To slowly, slowly improve my ability to read Japanese, I have been translating a book of short stories that my conversation partner bought me on one of her trips home. This is not "literature." The author, Hirao Okuda, is appealing to a popular audience. Nevertheless, the book contains sentences that are well beyond my ability to turn into English. For example:
絵里 は 鼻 の 奥 が つんときた。
Stick with me for a moment, and we'll go through it. 絵里 is a girl's name, Eri. 鼻 means "nose." 奥 means "inside," so 鼻の奥 means "inside [her] nose." つんときた means "to become irritated" or "struck by a pungent odor."
So, my translation, which made some sense in the context (Eri is talking to her brother in his hospital room): "A pungent odor was in Eri's nose."
Google Translate's version: "Eri the back of the nose was Tsunto come."

- **Data for review**

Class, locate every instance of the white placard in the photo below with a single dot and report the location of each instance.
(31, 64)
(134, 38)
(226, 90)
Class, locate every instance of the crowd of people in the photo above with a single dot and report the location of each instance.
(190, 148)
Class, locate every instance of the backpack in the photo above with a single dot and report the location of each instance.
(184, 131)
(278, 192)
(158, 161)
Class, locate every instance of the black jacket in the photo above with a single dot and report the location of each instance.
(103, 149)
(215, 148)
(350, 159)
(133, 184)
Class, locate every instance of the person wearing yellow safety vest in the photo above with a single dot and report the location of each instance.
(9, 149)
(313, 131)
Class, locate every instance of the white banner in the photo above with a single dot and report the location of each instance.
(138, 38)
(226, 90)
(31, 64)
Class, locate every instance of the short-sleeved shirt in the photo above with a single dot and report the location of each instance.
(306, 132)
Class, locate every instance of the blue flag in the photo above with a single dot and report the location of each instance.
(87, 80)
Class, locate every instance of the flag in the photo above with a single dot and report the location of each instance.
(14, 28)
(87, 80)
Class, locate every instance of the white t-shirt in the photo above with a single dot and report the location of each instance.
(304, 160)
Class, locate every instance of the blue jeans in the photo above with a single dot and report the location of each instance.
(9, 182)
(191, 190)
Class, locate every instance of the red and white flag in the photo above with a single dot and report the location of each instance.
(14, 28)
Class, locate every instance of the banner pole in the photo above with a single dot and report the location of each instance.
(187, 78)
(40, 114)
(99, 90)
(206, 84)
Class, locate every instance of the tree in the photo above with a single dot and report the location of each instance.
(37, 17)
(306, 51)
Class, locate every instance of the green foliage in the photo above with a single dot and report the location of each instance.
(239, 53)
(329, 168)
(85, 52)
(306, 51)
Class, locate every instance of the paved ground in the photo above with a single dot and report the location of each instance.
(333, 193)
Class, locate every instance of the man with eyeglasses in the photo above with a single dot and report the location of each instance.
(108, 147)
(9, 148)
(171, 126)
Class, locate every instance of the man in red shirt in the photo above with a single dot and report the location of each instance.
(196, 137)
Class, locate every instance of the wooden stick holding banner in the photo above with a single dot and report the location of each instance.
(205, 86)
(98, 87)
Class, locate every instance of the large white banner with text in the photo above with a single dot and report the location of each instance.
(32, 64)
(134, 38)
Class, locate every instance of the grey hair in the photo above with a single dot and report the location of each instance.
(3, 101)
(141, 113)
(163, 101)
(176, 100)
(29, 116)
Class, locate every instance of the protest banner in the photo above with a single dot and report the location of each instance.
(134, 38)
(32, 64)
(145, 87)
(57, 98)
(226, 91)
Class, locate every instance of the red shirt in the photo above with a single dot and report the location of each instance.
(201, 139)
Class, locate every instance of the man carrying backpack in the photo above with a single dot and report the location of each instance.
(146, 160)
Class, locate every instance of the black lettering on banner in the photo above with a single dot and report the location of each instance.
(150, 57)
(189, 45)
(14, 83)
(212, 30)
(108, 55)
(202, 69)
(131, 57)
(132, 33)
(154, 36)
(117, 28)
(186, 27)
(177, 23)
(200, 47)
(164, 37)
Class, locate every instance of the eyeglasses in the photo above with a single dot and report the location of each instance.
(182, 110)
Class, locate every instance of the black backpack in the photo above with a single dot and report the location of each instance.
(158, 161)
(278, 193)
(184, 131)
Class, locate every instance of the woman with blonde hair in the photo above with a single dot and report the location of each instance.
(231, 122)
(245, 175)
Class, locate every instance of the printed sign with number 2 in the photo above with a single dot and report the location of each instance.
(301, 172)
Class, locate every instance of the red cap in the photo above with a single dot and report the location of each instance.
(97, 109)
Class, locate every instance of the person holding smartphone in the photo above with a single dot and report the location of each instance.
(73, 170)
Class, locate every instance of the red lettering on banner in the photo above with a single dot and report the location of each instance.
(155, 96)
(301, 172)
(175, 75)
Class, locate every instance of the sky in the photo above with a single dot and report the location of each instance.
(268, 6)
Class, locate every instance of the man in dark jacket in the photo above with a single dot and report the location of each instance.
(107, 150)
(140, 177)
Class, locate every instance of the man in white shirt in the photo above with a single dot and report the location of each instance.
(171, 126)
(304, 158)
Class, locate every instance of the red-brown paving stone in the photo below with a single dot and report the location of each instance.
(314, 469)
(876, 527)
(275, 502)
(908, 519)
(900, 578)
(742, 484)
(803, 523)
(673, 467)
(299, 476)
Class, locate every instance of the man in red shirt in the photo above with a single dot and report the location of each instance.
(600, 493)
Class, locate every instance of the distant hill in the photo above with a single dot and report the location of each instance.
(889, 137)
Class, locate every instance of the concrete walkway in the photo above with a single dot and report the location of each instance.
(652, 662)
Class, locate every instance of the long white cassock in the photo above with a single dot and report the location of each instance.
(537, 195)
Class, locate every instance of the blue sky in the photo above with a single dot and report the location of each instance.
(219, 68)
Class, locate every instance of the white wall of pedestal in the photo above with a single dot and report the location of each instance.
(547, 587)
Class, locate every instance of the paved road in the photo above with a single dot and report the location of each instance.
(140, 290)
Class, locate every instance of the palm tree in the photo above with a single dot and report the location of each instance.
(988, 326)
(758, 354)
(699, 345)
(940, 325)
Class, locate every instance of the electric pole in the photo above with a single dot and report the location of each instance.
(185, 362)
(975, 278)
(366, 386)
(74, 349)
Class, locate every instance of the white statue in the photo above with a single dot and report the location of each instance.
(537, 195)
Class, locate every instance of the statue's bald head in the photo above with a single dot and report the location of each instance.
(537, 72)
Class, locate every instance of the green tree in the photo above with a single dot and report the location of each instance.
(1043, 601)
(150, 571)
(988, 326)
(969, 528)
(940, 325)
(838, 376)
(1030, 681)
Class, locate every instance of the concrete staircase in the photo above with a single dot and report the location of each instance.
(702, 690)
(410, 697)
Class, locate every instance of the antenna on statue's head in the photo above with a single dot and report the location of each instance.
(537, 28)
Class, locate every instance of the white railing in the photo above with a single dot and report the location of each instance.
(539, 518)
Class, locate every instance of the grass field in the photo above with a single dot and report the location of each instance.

- **Problem requirements**
Render this sentence from the text on learning to read Japanese into Spanish: "Nevertheless, the book contains sentences that are well beyond my ability to turn into English."

- **Reply to the exercise**
Sin embargo, el libro contiene oraciones que están muy por encima de mi capacidad para pasarlas al inglés.